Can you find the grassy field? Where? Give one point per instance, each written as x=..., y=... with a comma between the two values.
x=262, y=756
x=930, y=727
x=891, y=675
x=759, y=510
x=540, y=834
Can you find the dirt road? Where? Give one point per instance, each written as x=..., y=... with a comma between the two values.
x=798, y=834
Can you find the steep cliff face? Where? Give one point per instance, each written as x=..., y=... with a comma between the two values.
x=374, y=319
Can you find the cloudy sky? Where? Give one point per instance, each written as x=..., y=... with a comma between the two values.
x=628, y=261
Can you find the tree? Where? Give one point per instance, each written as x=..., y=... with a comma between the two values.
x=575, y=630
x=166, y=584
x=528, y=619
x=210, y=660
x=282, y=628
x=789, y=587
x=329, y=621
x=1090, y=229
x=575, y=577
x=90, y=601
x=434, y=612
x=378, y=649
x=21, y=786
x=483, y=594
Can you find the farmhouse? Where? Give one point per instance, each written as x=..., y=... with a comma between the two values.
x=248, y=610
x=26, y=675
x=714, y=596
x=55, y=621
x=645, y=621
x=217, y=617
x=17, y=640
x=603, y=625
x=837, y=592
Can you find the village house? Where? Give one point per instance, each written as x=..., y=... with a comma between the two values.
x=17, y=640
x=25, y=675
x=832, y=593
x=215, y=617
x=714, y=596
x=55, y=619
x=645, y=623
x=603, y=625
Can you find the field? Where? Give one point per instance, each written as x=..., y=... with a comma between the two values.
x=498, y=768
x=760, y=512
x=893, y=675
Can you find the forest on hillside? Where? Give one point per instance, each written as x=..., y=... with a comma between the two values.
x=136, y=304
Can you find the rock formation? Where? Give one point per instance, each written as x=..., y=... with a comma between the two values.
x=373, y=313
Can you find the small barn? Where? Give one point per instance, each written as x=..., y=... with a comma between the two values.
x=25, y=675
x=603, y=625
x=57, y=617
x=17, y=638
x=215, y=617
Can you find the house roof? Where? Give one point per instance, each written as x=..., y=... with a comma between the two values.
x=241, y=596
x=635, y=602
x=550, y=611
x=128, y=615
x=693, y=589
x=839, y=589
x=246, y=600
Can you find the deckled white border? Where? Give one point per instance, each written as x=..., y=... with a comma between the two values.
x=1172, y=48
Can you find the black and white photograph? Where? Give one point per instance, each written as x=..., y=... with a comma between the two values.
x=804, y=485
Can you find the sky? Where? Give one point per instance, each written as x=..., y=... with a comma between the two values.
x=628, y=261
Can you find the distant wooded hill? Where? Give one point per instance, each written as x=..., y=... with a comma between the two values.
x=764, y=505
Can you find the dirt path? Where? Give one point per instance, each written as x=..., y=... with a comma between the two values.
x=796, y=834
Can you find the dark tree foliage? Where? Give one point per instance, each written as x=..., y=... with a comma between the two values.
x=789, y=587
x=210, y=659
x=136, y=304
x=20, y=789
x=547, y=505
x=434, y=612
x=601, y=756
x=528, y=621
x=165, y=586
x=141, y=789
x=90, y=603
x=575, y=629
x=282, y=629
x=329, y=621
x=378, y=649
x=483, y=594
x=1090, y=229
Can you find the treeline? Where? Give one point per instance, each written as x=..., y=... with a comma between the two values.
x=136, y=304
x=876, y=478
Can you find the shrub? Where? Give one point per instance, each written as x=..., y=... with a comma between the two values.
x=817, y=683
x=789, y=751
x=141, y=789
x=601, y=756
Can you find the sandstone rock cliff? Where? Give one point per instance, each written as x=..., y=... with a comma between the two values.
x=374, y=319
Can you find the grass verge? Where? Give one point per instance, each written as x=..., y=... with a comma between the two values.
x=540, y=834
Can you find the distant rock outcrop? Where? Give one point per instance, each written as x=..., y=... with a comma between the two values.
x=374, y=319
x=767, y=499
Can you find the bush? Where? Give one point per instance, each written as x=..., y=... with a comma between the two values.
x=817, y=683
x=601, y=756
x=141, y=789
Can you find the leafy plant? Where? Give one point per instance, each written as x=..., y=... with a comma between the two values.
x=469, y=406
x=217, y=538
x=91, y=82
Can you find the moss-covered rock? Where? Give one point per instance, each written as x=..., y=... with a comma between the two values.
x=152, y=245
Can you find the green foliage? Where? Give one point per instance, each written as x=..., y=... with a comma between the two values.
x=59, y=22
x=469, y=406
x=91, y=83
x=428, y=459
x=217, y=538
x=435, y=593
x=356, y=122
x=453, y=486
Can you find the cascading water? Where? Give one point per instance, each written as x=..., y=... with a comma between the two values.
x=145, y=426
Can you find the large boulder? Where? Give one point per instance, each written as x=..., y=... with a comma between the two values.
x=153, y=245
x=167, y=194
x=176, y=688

----

TASK DESCRIPTION —
Reproduce, with no other lines, the run of lines that begins with the one containing "Can you find the cascading" and ends with the last line of the material.

REPLY —
Can you find the cascading water? Where? Give one point per instance, each written as x=..., y=... with a comma between the two values.
x=145, y=426
Can you find the large boulder? Where? Give one point per instance, each written as x=..., y=... with a comma between the two values.
x=153, y=245
x=167, y=194
x=176, y=688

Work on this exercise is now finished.